胸式呼吸より腹式呼吸の方が大事?いいえ!そんな事ありませんよ!
「胸式呼吸より、腹式呼吸の方が大事ですから、腹式呼吸を練習しましょう。」
そう言う人が多く、私もそれを信じていた一人です。
元々腹式呼吸タイプの人と胸式呼吸タイプの人、両方のタイプの人がいます。
私は元々完全な胸式呼吸タイプで、声が小さかったです。
STになったばかりの頃、患者さんに腹式呼吸大事ですよ、と腹式呼吸の訓練をよくやってました。
私自身も腹式訓練をしました。
息を吸うときにお腹を膨らませて、吐くときにへこませる、たったこれだけです。
1日に1から2回だったでしょうか、きがついたときにやってました。座位でも仰向けに寝ていても、仕事中でもやってました。
そうして完全に腹式呼吸となるまでに半年かかりました。
それからは声が大きくなりました。
歌も上手くなったような気がします。
楽に声が出せるし、声の質も良くなりました。

**抽出データ**
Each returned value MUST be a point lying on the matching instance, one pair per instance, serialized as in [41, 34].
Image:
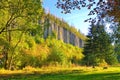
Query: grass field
[78, 73]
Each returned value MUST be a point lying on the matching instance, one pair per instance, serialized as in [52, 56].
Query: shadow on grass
[62, 75]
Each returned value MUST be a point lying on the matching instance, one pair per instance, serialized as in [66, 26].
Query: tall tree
[17, 16]
[98, 46]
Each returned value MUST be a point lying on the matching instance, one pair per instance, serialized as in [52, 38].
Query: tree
[98, 46]
[17, 16]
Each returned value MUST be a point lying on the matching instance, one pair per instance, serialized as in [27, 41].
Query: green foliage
[56, 56]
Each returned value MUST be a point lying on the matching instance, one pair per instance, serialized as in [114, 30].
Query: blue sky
[75, 18]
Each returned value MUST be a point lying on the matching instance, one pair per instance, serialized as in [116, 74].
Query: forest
[22, 42]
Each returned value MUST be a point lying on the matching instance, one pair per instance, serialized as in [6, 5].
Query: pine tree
[98, 46]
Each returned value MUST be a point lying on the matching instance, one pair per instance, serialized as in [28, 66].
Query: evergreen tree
[98, 48]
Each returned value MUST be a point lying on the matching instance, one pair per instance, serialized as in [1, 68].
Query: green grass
[112, 73]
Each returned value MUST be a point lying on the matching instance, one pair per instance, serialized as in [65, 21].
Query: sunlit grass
[58, 73]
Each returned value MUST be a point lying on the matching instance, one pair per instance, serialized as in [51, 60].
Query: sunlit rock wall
[63, 34]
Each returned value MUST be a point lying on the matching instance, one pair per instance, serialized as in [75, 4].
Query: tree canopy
[102, 7]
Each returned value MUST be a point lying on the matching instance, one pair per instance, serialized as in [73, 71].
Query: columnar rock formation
[63, 34]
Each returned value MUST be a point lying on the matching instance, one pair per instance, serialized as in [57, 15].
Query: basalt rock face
[63, 34]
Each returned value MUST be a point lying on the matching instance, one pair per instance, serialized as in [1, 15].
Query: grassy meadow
[53, 73]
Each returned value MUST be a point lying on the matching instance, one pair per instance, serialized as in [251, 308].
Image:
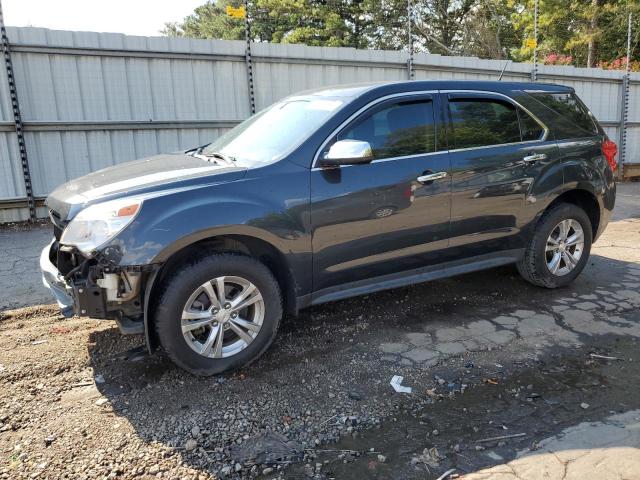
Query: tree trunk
[593, 27]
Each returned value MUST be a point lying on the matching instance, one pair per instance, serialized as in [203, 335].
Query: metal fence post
[410, 70]
[26, 174]
[534, 72]
[247, 58]
[624, 108]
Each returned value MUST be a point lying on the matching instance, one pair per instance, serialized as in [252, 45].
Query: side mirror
[348, 152]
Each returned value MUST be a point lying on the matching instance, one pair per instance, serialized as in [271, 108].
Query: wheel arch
[584, 199]
[244, 244]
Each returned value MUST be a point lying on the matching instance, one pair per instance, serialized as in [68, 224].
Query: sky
[133, 17]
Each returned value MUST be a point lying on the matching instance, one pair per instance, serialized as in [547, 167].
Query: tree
[582, 32]
[589, 31]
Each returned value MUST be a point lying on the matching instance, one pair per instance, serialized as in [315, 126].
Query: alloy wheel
[564, 247]
[222, 316]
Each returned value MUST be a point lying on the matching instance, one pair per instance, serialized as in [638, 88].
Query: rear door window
[531, 130]
[481, 122]
[396, 130]
[575, 118]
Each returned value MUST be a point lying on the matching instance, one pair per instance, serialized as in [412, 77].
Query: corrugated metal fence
[90, 100]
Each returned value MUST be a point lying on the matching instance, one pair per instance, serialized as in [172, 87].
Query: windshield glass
[276, 131]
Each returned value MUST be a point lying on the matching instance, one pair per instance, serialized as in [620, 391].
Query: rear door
[497, 151]
[380, 218]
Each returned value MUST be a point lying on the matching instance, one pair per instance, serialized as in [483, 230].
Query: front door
[497, 151]
[379, 218]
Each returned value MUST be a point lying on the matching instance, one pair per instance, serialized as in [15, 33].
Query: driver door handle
[534, 157]
[431, 177]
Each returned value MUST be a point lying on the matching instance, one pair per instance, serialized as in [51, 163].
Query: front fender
[169, 223]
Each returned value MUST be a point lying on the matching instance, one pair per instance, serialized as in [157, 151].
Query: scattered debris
[446, 474]
[396, 383]
[81, 384]
[267, 448]
[603, 357]
[355, 395]
[430, 456]
[501, 437]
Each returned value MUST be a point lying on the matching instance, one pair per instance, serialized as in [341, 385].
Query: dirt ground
[554, 375]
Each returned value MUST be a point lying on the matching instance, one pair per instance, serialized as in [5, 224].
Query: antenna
[503, 69]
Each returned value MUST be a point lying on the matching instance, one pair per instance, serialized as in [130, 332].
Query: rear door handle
[431, 177]
[535, 157]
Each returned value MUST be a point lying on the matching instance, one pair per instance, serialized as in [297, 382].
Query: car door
[378, 218]
[497, 150]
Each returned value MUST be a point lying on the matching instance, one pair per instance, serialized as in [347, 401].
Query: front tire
[559, 249]
[218, 314]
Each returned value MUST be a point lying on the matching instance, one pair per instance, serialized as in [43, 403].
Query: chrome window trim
[543, 138]
[363, 109]
[545, 134]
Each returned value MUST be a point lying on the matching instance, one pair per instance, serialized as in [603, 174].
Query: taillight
[609, 150]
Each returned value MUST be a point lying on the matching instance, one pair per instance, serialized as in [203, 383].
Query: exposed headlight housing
[97, 224]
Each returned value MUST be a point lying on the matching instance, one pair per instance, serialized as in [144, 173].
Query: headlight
[96, 225]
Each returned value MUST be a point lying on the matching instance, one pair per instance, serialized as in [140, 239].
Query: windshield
[276, 131]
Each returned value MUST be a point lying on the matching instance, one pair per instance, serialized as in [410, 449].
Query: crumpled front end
[95, 286]
[55, 282]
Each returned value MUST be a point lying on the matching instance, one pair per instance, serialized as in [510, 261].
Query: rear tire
[547, 245]
[227, 338]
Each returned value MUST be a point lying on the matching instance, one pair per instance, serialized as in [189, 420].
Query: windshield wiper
[209, 155]
[221, 156]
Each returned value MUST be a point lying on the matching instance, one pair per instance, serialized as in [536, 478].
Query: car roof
[351, 91]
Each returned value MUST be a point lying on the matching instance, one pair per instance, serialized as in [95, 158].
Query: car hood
[147, 175]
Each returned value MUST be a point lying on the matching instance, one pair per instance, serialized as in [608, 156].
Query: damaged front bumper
[55, 282]
[91, 288]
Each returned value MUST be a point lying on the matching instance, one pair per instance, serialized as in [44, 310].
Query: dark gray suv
[326, 195]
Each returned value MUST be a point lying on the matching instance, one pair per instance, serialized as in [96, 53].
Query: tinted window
[482, 122]
[396, 130]
[575, 121]
[531, 130]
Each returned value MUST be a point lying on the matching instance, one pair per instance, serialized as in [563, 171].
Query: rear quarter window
[573, 118]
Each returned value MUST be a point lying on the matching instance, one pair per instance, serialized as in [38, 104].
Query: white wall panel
[97, 79]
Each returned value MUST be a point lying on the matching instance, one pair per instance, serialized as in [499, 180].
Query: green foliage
[581, 32]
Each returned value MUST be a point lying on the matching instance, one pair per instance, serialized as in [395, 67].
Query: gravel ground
[486, 354]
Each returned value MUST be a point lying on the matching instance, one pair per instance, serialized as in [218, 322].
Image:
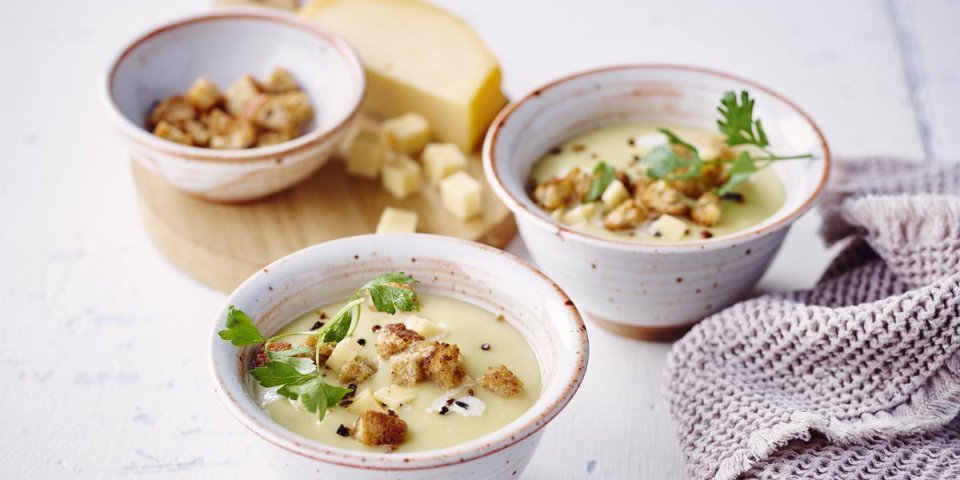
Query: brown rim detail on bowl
[296, 445]
[303, 142]
[490, 161]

**課題の指示**
1. 腹式呼吸についての文章にある「楽に声が出せるし、声の質も良くなりました。」という文を英語に訳してください。
2. 腹式呼吸についての文章で、筆者が完全に腹式呼吸になるまでにかかった期間はどれだけか。
3. 腹式呼吸についての文章で、完全に腹式呼吸になってから筆者に起きたと書かれている変化をすべて挙げよ。

**記述解答**
1. I can produce my voice easily, and the quality of my voice has also improved.

2. 半年

3.
声が大きくなった。
歌も上手くなったような気がする。
楽に声が出せる。
声の質も良くなった。